## Data to process
- - -
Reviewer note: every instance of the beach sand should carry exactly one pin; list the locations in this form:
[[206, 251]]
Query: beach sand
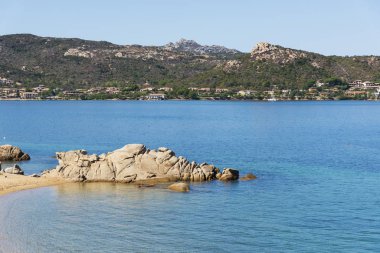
[[12, 183]]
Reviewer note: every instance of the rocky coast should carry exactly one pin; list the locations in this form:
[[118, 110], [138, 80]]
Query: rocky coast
[[133, 163]]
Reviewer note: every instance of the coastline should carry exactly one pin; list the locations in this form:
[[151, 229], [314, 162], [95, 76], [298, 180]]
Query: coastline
[[12, 183]]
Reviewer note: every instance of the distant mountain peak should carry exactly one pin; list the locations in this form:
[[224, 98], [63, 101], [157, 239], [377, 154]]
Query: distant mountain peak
[[263, 47], [275, 53], [192, 46]]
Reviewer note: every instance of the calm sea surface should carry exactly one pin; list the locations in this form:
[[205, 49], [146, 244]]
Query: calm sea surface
[[318, 186]]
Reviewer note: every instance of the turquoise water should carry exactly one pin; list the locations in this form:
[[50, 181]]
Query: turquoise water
[[318, 165]]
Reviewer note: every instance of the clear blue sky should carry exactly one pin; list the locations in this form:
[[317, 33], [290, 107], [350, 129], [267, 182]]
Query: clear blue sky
[[341, 27]]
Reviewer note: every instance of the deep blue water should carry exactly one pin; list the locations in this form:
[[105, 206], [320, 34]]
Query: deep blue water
[[318, 168]]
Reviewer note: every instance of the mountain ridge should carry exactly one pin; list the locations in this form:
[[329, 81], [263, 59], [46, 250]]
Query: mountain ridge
[[73, 62]]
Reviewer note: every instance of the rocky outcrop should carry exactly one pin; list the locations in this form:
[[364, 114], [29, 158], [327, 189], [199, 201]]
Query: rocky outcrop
[[191, 46], [134, 162], [12, 153], [277, 54], [14, 170], [248, 177], [179, 187], [229, 175]]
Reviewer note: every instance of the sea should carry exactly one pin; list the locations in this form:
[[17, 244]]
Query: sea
[[317, 188]]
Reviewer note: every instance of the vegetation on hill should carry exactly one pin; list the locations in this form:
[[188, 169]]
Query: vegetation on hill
[[76, 63]]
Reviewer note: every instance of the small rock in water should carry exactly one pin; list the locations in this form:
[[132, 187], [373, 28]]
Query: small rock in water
[[14, 170], [248, 176], [179, 187], [229, 175]]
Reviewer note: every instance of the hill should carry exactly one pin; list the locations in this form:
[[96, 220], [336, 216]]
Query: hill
[[77, 63]]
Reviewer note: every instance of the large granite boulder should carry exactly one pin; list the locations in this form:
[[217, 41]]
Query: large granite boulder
[[133, 162], [12, 153], [14, 170]]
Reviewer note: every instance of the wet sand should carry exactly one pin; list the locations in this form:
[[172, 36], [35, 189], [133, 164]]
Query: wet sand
[[12, 183]]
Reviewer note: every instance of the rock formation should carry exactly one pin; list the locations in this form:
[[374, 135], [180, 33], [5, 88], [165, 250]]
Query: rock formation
[[229, 175], [247, 177], [277, 54], [12, 153], [134, 162], [14, 170], [179, 187]]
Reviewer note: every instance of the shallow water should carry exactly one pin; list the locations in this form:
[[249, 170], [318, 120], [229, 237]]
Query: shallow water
[[318, 166]]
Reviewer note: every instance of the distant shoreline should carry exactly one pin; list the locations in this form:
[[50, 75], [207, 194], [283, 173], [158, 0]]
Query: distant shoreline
[[211, 100]]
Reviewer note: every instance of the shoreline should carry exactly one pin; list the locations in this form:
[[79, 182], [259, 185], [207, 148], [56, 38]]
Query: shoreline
[[10, 183], [211, 100]]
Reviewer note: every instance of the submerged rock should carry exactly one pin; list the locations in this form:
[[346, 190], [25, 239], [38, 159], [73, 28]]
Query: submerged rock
[[179, 187], [14, 170], [248, 176], [229, 175], [12, 153], [134, 162]]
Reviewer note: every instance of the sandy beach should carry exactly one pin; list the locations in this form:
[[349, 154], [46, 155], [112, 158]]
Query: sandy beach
[[12, 183]]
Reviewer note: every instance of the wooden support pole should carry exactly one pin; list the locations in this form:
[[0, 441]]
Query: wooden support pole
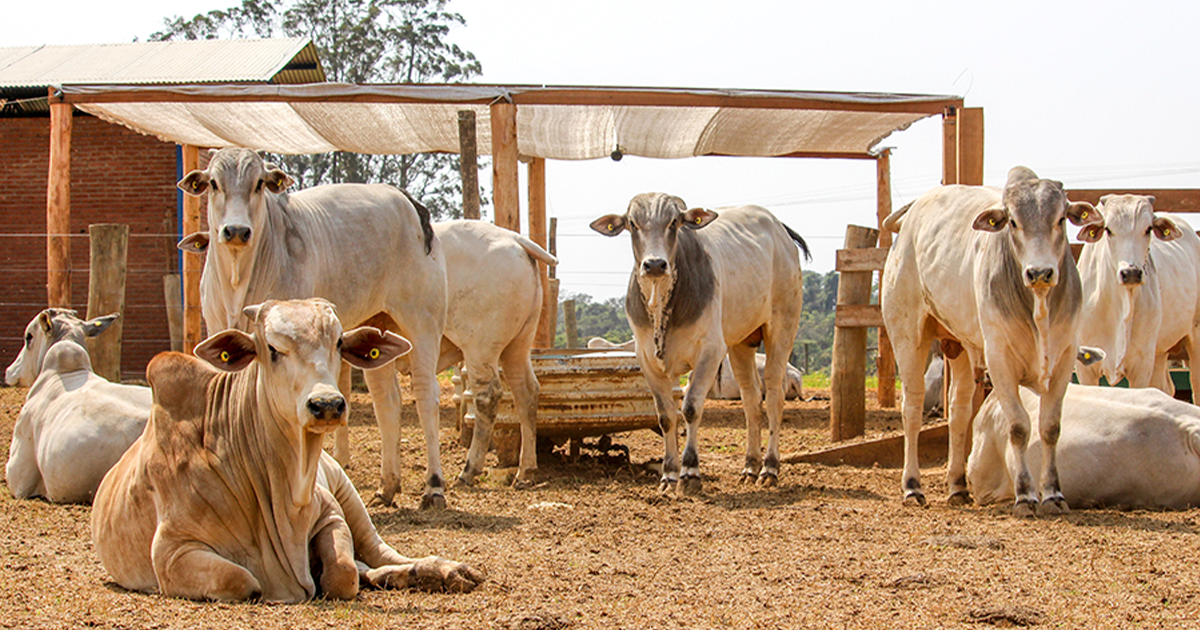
[[58, 207], [505, 181], [193, 265], [847, 405], [468, 163], [970, 151], [106, 295], [949, 147], [885, 361]]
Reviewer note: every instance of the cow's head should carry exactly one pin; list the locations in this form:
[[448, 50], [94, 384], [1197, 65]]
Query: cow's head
[[1128, 223], [300, 347], [237, 183], [48, 328], [1033, 214]]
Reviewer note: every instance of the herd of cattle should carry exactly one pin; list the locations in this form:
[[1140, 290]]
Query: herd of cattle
[[213, 484]]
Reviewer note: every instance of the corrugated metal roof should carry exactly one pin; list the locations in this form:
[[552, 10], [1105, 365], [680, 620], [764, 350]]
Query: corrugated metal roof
[[27, 71]]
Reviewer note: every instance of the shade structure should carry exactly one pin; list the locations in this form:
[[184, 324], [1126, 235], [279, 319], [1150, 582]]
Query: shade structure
[[552, 123]]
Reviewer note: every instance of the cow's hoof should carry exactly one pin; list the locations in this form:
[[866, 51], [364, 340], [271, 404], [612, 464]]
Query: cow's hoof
[[959, 498], [433, 502], [689, 486], [1025, 509], [1053, 507]]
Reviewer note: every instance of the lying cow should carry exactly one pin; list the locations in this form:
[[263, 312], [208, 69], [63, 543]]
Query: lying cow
[[365, 247], [493, 293], [703, 286], [990, 273], [725, 388], [228, 496], [1141, 286], [1135, 448], [75, 425]]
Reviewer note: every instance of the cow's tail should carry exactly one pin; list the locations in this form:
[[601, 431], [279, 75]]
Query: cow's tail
[[799, 241], [892, 223], [426, 222], [535, 250]]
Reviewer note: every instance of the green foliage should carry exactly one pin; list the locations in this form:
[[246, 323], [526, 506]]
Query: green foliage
[[359, 41]]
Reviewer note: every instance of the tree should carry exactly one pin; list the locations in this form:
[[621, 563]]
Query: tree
[[359, 41]]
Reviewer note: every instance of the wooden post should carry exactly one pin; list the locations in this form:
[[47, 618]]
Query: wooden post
[[58, 207], [847, 405], [949, 147], [106, 295], [193, 265], [468, 163], [505, 181], [569, 329], [970, 145], [885, 363]]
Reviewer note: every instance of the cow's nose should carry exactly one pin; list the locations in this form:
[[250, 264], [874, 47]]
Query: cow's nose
[[327, 407], [235, 234], [1037, 277], [1131, 276], [654, 267]]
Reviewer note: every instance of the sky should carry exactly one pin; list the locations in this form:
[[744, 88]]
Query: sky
[[1096, 94]]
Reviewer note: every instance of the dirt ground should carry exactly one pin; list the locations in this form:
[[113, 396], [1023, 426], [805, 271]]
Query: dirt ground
[[593, 545]]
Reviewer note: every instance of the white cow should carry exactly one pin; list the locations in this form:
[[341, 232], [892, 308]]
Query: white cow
[[493, 305], [1141, 288], [367, 249], [988, 270], [725, 388], [1135, 448], [705, 283], [75, 425]]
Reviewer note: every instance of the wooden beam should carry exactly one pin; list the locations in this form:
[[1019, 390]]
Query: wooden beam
[[468, 163], [193, 265], [58, 207], [970, 154], [505, 184]]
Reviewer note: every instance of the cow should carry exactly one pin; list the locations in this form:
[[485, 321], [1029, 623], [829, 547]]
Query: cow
[[990, 273], [227, 495], [703, 283], [365, 247], [75, 425], [493, 294], [1141, 285], [725, 388], [1128, 448]]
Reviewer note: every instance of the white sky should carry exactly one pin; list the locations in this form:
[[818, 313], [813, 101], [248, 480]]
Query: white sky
[[1097, 94]]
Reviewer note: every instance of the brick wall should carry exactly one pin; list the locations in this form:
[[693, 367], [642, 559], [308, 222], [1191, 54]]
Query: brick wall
[[117, 177]]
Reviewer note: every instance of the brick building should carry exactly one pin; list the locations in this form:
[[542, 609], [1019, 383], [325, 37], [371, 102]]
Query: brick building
[[118, 175]]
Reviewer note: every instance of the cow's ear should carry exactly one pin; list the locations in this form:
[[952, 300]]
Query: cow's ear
[[276, 179], [99, 324], [1164, 228], [610, 225], [699, 217], [195, 183], [369, 347], [991, 220], [195, 243], [229, 351], [1084, 214]]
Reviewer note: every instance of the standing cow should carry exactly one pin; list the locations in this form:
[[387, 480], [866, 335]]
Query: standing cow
[[1141, 285], [703, 286], [990, 271], [75, 425], [227, 495], [367, 249]]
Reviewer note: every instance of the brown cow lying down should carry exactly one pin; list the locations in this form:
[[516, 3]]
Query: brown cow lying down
[[228, 496]]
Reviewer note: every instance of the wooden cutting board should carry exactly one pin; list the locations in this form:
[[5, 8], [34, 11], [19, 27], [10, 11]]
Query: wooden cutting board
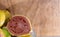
[[43, 14]]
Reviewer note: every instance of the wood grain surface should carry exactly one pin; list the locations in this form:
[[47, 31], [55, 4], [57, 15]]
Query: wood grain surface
[[43, 14]]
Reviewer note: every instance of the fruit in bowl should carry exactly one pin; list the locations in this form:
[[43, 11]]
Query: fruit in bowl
[[19, 25], [4, 16]]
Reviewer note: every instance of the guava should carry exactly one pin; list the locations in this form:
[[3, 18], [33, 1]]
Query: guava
[[4, 17], [6, 33]]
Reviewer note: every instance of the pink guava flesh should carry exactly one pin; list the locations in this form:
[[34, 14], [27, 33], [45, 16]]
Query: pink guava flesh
[[19, 25]]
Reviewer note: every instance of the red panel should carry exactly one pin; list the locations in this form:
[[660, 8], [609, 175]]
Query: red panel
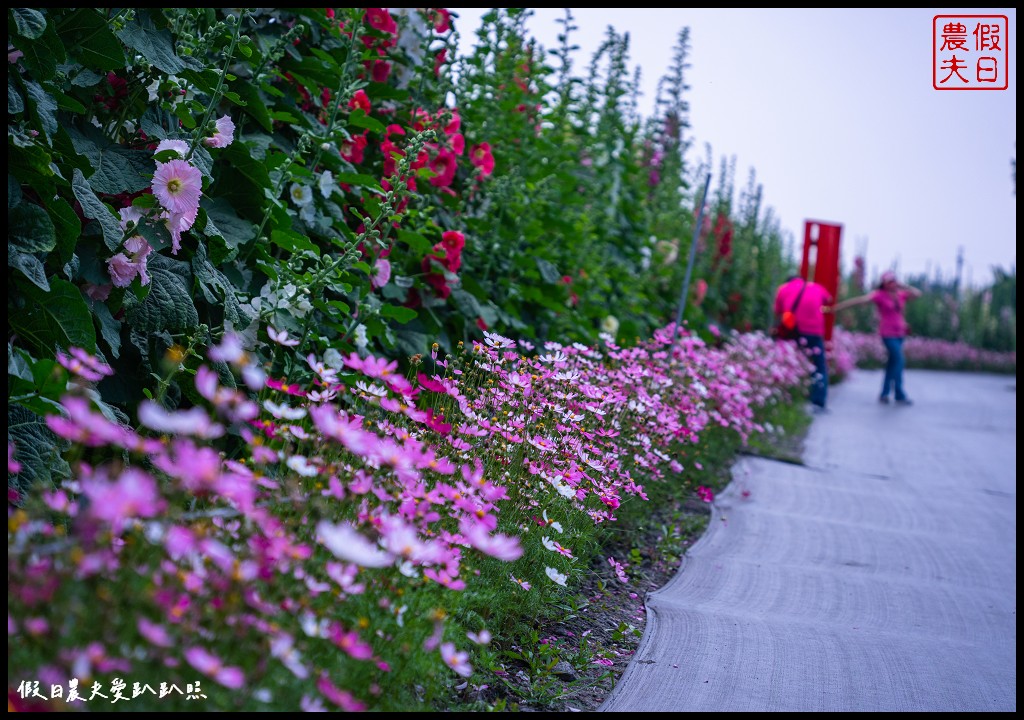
[[820, 259]]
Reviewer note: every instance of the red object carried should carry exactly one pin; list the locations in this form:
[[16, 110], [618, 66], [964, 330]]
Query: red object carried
[[820, 260]]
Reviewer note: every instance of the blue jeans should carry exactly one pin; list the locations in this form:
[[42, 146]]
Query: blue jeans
[[814, 347], [894, 368]]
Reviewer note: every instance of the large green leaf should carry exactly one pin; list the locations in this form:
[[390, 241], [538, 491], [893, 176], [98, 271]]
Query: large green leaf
[[88, 37], [28, 23], [30, 265], [116, 169], [37, 449], [57, 318], [92, 207], [218, 290], [46, 108], [110, 328], [67, 226], [31, 229], [168, 305], [42, 54], [15, 103], [155, 45]]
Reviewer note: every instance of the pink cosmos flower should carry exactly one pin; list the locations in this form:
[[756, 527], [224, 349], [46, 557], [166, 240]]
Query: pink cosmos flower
[[223, 135], [178, 186], [342, 699], [133, 494], [210, 665]]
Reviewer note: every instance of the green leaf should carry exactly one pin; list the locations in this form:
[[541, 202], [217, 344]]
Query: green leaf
[[57, 318], [358, 118], [13, 192], [548, 271], [398, 313], [216, 287], [41, 54], [30, 24], [255, 106], [110, 329], [116, 169], [293, 242], [37, 449], [46, 108], [92, 207], [87, 35], [168, 305], [67, 226], [15, 103], [30, 229], [30, 265]]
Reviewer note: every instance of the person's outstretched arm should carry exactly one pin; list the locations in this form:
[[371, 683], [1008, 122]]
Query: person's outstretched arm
[[851, 302], [909, 290]]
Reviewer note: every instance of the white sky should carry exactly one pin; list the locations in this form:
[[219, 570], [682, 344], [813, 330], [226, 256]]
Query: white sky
[[835, 112]]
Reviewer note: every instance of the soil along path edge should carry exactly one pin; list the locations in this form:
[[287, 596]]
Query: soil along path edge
[[879, 577]]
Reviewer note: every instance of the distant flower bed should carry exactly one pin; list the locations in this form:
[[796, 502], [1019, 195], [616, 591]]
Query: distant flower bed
[[926, 352]]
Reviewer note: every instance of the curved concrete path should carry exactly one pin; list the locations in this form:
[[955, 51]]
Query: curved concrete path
[[882, 576]]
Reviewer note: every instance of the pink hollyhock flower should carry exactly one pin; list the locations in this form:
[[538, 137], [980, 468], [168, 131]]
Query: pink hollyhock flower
[[481, 158], [223, 135], [457, 660], [229, 676], [382, 273], [178, 186], [121, 269]]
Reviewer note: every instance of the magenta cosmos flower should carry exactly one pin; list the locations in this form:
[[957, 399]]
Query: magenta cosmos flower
[[178, 186]]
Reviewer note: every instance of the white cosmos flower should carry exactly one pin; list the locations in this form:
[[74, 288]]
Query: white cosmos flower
[[284, 411], [302, 466], [348, 544], [326, 183], [555, 576]]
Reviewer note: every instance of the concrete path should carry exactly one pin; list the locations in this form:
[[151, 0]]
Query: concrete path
[[882, 576]]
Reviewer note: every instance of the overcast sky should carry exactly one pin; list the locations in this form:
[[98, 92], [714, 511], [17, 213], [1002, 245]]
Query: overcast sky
[[836, 113]]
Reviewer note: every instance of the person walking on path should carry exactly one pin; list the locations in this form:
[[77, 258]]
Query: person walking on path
[[807, 300], [890, 299]]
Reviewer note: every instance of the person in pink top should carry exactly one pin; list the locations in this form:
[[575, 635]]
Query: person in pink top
[[890, 299], [807, 301]]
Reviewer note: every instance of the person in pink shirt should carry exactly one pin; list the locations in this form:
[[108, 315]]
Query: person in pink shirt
[[807, 301], [890, 299]]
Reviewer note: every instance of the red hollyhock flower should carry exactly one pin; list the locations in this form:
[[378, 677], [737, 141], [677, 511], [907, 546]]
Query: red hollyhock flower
[[360, 100], [380, 18], [443, 164], [453, 241], [480, 157], [440, 17]]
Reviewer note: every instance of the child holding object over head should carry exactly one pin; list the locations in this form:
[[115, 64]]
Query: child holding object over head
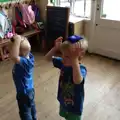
- - -
## Task goal
Copy out word for word the part of the rows that opens with the line containing "Reviewer note: every instance of the white cow" and closes with the line containing "351], [1084, 214]]", including both of those lines and nothing else.

## Output for this task
Reviewer note: every instance of the white cow should carry exactly one pin; list the locations in this form:
[[341, 232], [892, 308]]
Query: white cow
[[493, 305], [1141, 288], [367, 249], [988, 270], [725, 388], [1135, 448], [705, 283], [75, 425]]
Reviewer note: every instance of the wooden beam should carry exactly one pin; list the locations in this form:
[[1019, 390]]
Query: wooden beam
[[468, 163], [193, 265], [58, 207], [970, 154], [505, 184]]
Reviewer note: every instance of the cow should carry exactly one pin; list the locations in this form:
[[485, 321], [1029, 623], [829, 547]]
Query: cow
[[990, 273], [227, 495], [703, 283], [365, 247], [75, 425], [493, 294], [1141, 285], [725, 388], [1128, 448]]
Reviewer note: every instance of the white sky should carry exactly one pin; list the locations in this form:
[[818, 313], [813, 101], [248, 480]]
Query: white sky
[[1097, 94]]
Reviewer note: every instance of the brick wall should carry exactly one pin; list the locations in this form:
[[693, 367], [642, 559], [308, 222], [1191, 54]]
Query: brick wall
[[117, 177]]
Reviewer note: every instance of the brick building should carry exactly one pin; list the locations in this form:
[[542, 609], [1019, 383], [325, 37], [371, 102]]
Query: brick building
[[118, 175]]
Reviewer note: every instance of the cow's ear should carry exactly one pin; list the locations in this form:
[[952, 300]]
Query: cow's ear
[[276, 179], [99, 324], [1164, 228], [610, 225], [699, 217], [195, 183], [369, 347], [991, 220], [195, 243], [229, 351], [1084, 214]]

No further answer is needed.